- [Problem]:
Quote exactly, and only, the lines from the one with "of the golden" through the end of the listing.

- [Listed records]:
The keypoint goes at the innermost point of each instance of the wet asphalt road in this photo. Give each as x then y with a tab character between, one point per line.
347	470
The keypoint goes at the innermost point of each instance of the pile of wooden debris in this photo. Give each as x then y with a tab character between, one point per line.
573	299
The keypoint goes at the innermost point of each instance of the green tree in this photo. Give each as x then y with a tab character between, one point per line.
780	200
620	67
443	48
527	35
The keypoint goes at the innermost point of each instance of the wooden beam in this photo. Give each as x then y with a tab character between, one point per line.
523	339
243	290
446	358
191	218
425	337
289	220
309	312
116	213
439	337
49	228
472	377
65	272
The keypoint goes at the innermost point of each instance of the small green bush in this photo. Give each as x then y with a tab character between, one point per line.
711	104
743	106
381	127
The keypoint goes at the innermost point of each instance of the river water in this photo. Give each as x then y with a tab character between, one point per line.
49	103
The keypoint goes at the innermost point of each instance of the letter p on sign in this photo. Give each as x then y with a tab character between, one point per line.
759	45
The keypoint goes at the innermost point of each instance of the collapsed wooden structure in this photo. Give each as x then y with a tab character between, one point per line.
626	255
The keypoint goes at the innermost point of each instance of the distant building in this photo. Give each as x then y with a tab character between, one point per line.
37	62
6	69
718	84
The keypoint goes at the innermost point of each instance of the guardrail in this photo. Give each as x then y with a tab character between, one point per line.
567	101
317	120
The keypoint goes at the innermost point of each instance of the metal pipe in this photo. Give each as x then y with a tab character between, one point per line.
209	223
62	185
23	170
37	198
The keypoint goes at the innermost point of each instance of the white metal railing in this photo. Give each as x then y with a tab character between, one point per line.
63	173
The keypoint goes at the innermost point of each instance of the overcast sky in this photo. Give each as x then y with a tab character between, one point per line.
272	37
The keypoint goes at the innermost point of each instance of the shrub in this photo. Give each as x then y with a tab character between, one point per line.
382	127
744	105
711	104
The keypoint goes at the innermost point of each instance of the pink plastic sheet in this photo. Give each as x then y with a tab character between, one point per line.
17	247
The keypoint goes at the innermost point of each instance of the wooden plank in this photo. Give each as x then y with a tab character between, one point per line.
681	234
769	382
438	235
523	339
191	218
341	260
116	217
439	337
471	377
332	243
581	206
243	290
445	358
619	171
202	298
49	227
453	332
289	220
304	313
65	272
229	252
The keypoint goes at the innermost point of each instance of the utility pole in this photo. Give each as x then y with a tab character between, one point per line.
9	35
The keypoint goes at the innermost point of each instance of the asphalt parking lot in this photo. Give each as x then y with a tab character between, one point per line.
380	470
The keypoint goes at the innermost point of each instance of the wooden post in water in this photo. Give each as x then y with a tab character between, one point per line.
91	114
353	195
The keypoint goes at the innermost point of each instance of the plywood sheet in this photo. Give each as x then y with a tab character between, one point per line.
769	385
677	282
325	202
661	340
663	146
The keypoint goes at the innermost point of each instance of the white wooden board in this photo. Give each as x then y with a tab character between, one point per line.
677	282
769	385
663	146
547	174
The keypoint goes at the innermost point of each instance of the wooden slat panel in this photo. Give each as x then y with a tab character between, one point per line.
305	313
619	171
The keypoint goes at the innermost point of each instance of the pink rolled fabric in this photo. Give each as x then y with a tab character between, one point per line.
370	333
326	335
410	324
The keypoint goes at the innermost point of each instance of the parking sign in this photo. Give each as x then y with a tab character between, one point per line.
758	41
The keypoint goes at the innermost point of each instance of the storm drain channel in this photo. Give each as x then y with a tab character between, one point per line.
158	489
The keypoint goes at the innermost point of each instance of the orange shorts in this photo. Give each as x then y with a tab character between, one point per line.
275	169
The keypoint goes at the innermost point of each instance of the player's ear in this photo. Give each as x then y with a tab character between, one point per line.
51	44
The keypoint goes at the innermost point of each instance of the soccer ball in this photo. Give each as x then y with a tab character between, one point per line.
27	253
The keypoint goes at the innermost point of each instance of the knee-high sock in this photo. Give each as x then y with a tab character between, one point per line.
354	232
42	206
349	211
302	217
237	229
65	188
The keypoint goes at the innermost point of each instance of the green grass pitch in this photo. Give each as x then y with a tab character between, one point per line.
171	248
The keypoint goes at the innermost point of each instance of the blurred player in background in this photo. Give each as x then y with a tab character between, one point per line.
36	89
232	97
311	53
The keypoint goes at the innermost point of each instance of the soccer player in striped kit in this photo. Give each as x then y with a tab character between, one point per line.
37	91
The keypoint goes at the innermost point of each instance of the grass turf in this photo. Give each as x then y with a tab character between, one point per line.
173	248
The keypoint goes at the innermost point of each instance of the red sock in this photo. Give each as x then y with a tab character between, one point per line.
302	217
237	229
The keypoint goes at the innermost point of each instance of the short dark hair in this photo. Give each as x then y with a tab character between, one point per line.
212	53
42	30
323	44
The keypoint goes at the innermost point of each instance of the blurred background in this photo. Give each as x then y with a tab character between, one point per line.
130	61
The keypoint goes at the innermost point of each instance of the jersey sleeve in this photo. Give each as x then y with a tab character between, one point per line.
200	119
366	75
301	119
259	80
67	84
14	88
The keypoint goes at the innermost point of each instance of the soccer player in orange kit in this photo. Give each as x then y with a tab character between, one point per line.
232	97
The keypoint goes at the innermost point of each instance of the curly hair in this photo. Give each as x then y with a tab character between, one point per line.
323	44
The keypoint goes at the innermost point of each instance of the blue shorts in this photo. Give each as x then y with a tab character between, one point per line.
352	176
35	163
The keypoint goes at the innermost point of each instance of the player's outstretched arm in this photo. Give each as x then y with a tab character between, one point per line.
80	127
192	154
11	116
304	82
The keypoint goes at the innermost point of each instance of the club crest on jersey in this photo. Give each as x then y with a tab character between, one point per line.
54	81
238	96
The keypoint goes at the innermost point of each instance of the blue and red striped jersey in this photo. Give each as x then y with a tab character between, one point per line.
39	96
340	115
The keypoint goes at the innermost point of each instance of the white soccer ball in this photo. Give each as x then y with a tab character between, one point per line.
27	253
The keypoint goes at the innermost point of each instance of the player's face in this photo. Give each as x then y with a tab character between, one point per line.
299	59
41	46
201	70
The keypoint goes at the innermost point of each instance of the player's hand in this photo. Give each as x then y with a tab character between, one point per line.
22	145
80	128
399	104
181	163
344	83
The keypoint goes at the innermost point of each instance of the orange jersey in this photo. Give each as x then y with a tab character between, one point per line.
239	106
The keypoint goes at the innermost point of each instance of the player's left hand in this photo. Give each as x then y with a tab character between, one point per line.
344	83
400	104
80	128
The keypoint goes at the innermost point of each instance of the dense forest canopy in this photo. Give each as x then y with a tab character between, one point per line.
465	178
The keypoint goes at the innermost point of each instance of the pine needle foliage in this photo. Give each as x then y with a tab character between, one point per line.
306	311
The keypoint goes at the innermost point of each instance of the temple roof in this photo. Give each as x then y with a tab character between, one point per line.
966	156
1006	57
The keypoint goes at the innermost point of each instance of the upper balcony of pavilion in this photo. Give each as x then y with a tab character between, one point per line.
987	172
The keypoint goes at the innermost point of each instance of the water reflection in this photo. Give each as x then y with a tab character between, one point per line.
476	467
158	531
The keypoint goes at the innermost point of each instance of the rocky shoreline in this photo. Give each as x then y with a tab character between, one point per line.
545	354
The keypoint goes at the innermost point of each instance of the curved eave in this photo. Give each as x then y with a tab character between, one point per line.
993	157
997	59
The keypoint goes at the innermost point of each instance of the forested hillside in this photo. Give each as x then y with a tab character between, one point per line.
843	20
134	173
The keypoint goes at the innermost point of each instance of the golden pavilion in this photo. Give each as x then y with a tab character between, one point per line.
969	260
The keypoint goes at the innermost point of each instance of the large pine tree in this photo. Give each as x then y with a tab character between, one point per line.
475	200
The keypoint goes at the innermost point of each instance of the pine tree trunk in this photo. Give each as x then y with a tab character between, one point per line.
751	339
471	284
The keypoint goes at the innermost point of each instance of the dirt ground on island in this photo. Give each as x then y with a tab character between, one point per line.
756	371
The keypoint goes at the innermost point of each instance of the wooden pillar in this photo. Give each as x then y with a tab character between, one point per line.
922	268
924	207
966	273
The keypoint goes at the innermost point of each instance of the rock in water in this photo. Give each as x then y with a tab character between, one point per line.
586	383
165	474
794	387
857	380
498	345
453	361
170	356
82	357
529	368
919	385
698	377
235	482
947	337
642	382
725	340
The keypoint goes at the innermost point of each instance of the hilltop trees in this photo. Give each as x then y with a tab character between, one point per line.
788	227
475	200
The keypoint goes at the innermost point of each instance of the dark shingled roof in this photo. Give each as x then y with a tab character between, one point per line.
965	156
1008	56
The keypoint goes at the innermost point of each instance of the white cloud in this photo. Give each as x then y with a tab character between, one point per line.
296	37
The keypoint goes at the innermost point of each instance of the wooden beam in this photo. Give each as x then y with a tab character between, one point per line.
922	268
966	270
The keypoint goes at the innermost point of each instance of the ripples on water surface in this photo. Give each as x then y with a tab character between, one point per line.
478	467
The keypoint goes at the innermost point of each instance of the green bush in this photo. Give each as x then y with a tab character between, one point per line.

- [Finished task]:
The keypoint goes at the innermost point of each instance of the golden pavilion in this photo. Give each as x then y with a tab character between, one point per line.
969	260
The keypoint goes at the innermost point of each instance of the large pine tree in this photo. Give each as x then y with a tab character between, one point per line.
475	200
The keypoint goes at the innermost point of each instance of the pine tree trunk in this photo. Give each as x then y with a tab character between, one point per line.
751	339
471	284
The keypoint goes at the innermost point of each instance of the dirt ground on island in this photo. Give each as x then y with a tab character between, one point per line.
756	371
The keypoint goes at the innermost point of each instance of the wooden pillar in this photo. Give each as x then y with a tab character between, one point per line.
922	268
924	207
966	273
The keypoint goes at the innermost point of each instance of the rock in water in this photo. Give each as x then y with a tab character between, one point per line.
586	383
165	474
794	387
857	380
498	345
453	361
170	356
82	357
529	368
919	385
698	377
235	482
947	337
642	382
725	340
The keypoint goes at the innermost point of each instance of the hilltop trees in this photo. Give each as x then y with a tab character between, one point per line.
788	227
475	200
The keypoint goes at the innermost point of each instance of the dark shingled roof in this photo. Give each as x then y with a tab character between, one point per line.
965	156
1008	56
The keypoint goes at the innermost point of each instance of the white cloud in this photo. Give each as x then y with a tab character between, one point per line.
296	37
The keypoint goes at the innermost point of each instance of the wooden beam in this photo. Give each as x then y with a tab character between, one point per line.
922	268
966	270
The keypoint goes at the innermost point of each instance of the ripples on water surface in this photo. Give each as x then y with a tab character between, one point per line.
478	467
The keypoint goes at the innermost point of each instance of the green bush in this photo. Give each as x then y with a tab character between, one point per line.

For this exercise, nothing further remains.